What the task asks » Copy out all of the material exactly.

Task material »
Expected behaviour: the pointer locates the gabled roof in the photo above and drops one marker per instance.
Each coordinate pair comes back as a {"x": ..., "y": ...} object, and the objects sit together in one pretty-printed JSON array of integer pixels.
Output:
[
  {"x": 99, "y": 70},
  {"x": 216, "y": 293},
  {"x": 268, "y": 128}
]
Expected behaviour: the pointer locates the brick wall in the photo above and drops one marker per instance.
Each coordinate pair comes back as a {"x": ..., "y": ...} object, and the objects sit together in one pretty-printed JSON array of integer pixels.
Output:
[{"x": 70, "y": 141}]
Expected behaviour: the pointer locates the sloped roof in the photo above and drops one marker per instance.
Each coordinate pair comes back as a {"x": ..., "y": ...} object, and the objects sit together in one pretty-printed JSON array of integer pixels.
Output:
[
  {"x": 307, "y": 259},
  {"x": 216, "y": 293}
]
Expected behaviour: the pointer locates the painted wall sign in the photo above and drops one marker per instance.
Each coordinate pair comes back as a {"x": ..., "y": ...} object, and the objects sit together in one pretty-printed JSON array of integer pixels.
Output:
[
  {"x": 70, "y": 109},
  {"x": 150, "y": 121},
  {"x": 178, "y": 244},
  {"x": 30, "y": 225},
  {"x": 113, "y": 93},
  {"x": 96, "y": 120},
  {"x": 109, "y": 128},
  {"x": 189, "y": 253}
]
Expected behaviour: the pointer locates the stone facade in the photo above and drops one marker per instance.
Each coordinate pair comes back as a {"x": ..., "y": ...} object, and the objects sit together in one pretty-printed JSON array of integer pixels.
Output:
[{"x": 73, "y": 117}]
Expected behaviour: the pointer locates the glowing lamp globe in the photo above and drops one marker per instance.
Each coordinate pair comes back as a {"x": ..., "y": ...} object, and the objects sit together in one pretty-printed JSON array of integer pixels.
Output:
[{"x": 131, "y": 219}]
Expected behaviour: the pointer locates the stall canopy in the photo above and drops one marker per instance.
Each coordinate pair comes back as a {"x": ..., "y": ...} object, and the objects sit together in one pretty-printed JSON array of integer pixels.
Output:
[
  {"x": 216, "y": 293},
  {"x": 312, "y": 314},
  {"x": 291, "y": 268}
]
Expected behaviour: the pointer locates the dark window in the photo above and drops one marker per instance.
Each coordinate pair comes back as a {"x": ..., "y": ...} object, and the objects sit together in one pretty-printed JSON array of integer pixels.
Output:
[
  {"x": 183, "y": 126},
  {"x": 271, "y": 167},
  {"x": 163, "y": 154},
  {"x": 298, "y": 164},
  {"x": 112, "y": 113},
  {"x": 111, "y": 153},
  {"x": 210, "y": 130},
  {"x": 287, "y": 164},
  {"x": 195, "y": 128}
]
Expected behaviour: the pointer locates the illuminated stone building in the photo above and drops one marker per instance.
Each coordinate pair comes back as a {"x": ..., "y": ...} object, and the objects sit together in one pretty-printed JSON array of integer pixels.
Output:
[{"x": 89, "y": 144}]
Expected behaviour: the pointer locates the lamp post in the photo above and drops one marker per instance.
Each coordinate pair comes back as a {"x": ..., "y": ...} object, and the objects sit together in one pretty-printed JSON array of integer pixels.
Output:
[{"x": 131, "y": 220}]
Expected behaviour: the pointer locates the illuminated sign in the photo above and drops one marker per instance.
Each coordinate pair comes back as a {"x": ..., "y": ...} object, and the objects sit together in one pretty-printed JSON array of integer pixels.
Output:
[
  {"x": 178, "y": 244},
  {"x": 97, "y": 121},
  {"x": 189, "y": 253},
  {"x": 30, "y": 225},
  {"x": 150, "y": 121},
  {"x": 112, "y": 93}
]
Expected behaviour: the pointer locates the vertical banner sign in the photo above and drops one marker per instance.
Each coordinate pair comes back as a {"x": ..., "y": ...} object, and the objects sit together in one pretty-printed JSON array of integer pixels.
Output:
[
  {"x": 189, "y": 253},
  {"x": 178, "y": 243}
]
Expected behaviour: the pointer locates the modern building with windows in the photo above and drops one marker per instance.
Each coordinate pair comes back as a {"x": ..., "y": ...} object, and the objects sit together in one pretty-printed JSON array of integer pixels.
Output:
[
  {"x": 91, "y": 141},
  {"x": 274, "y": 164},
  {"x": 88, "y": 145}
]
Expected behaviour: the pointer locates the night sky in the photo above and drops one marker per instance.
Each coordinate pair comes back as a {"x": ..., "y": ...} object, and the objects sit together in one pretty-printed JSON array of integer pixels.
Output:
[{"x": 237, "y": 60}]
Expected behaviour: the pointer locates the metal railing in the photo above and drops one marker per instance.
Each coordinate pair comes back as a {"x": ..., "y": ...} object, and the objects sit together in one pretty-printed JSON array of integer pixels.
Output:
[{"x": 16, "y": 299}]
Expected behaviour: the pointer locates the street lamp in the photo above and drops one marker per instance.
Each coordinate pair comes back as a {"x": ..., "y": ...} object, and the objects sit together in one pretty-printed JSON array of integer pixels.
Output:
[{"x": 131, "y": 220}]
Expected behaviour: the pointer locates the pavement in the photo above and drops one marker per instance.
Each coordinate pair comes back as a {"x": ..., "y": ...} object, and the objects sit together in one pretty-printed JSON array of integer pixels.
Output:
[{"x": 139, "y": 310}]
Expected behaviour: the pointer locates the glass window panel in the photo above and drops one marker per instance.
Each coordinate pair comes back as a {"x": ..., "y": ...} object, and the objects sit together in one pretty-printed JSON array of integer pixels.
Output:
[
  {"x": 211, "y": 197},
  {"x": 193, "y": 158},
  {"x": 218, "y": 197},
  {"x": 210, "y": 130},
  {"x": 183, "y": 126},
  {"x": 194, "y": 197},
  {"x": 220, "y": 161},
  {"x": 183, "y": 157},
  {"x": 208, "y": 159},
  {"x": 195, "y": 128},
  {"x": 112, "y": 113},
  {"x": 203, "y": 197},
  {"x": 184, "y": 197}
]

Finished task »
Expected behaviour: the pointer locates the gabled roof in the photo above and drops one marker per instance.
Each coordinate pair comes back as a {"x": ..., "y": ...} object, and the objects sit together in one pretty-printed JSON array of integer pixels.
Output:
[
  {"x": 99, "y": 70},
  {"x": 216, "y": 293},
  {"x": 268, "y": 128}
]
Expected behaviour: the pointer locates the brick wall in the photo above and drops one marker per instance.
Each coordinate pair comes back as a {"x": ..., "y": ...} object, and the objects sit together in one pretty-printed JSON array of integer pixels.
Output:
[{"x": 70, "y": 141}]
Expected behaviour: the pointer locates the sloped roof in the photo above and drops one marker per instance.
Each coordinate pair comes back as a {"x": ..., "y": ...} object, and the objects sit together in one pretty-printed JSON array of integer pixels.
Output:
[
  {"x": 307, "y": 259},
  {"x": 216, "y": 293}
]
Expected behaviour: the pointer locates the painted wall sign in the photo above and drops one marker per instance.
Each coordinate pair comes back as a {"x": ..., "y": ...} object, and the objects sit together in one pretty-printed JSON array of integer pixels.
Output:
[
  {"x": 70, "y": 109},
  {"x": 150, "y": 121},
  {"x": 178, "y": 244},
  {"x": 30, "y": 225},
  {"x": 113, "y": 93},
  {"x": 96, "y": 120},
  {"x": 109, "y": 128},
  {"x": 189, "y": 253}
]
Expected behaviour: the pointer locates the stone facade in the photo above and drops one marker per instance.
Each coordinate pair comes back as a {"x": ..., "y": ...} object, and the objects sit together in one pretty-printed JSON array of integer pixels.
Output:
[{"x": 73, "y": 117}]
Expected behaviour: the pointer locates the glowing lamp globe in the photo above and drops one marker per instance.
Each coordinate pair comes back as a {"x": ..., "y": ...} object, and the objects sit together in one pretty-printed JSON array of integer pixels.
Output:
[{"x": 131, "y": 219}]
Expected behaviour: the pointer locates the stall canopy in the photo above and drops one marker per instance.
Each coordinate pair comes back as a {"x": ..., "y": ...} object, and the objects sit together in one pretty-printed JSON array of integer pixels.
Output:
[
  {"x": 216, "y": 293},
  {"x": 312, "y": 314},
  {"x": 291, "y": 268}
]
Expected behaviour: the pointer locates the dark window in the photo above and drops one marker per instance.
Each coordinate pair comes back as a {"x": ..., "y": ...} object, and the objects sit together in one pretty-printed JSON array of integer pixels.
Output:
[
  {"x": 183, "y": 126},
  {"x": 271, "y": 167},
  {"x": 163, "y": 154},
  {"x": 298, "y": 164},
  {"x": 112, "y": 113},
  {"x": 111, "y": 153},
  {"x": 210, "y": 130},
  {"x": 287, "y": 164},
  {"x": 195, "y": 128}
]
Expected behaviour: the pointer locates the illuminated stone building in the photo above and drops one marker per instance.
Each coordinate pair comes back as a {"x": ..., "y": ...} object, and the objects sit together in one pretty-printed JSON array of integer pixels.
Output:
[{"x": 89, "y": 144}]
Expected behaviour: the pointer locates the lamp post in the photo above and drops one marker per instance.
Each coordinate pair comes back as a {"x": ..., "y": ...} object, and the objects sit together in one pretty-printed JSON array of integer pixels.
Output:
[{"x": 131, "y": 220}]
Expected behaviour: the pointer locates the illuminated sign in the photo above and drops one marker per instance.
Each coordinate pair comes back as a {"x": ..., "y": ...} object, and the objects sit together in one pretty-printed JSON array of integer pixels.
Output:
[
  {"x": 178, "y": 244},
  {"x": 97, "y": 121},
  {"x": 189, "y": 253},
  {"x": 30, "y": 225},
  {"x": 150, "y": 121},
  {"x": 112, "y": 93}
]
Expected behaviour: the pointer locates the vertical banner sign in the photo above and drops one marker per instance.
Each coordinate pair comes back as a {"x": ..., "y": ...} object, and the objects sit together in one pretty-printed JSON array of integer pixels.
Output:
[
  {"x": 189, "y": 253},
  {"x": 178, "y": 243}
]
Expected behaviour: the pointer locates the modern building with windows in the photo above and drops one marker per instance.
Each coordinate pair comes back as a {"x": ..., "y": ...} object, and the objects sit together in one pretty-printed JSON array of integer pixels.
Output:
[
  {"x": 91, "y": 141},
  {"x": 274, "y": 164},
  {"x": 88, "y": 145}
]
Expected behaviour: the pointer locates the night sky in the photo above and drops one marker per instance.
Each coordinate pair comes back as a {"x": ..., "y": ...} object, and the objects sit together in one pretty-printed JSON array of integer pixels.
Output:
[{"x": 237, "y": 60}]
Expected behaviour: the pointer locates the metal railing in the photo above and drops one marker per instance.
Each coordinate pair comes back as a {"x": ..., "y": ...} object, and the objects sit together in one pretty-printed JSON array of integer pixels.
Output:
[{"x": 16, "y": 299}]
Expected behaviour: the pointer locates the street lamp in the photo above and drops one marker per instance.
Each coordinate pair comes back as a {"x": ..., "y": ...} object, and the objects sit together in one pretty-printed JSON array of integer pixels.
Output:
[{"x": 131, "y": 220}]
Expected behaviour: the pointer locates the pavement in the photo above and drops one marker per instance.
Each coordinate pair comes back as a {"x": ..., "y": ...} object, and the objects sit together in one pretty-printed JSON array of integer pixels.
Output:
[{"x": 139, "y": 310}]
Expected behaviour: the pointer locates the glass window panel in the photo above and drops one marker per instance.
Each coordinate pair comes back as a {"x": ..., "y": ...} object, and the objects sit together in one pretty-printed JSON array of integer pixels.
Output:
[
  {"x": 211, "y": 197},
  {"x": 193, "y": 158},
  {"x": 218, "y": 197},
  {"x": 210, "y": 130},
  {"x": 183, "y": 126},
  {"x": 194, "y": 197},
  {"x": 220, "y": 161},
  {"x": 183, "y": 157},
  {"x": 208, "y": 159},
  {"x": 195, "y": 128},
  {"x": 112, "y": 113},
  {"x": 203, "y": 197},
  {"x": 184, "y": 197}
]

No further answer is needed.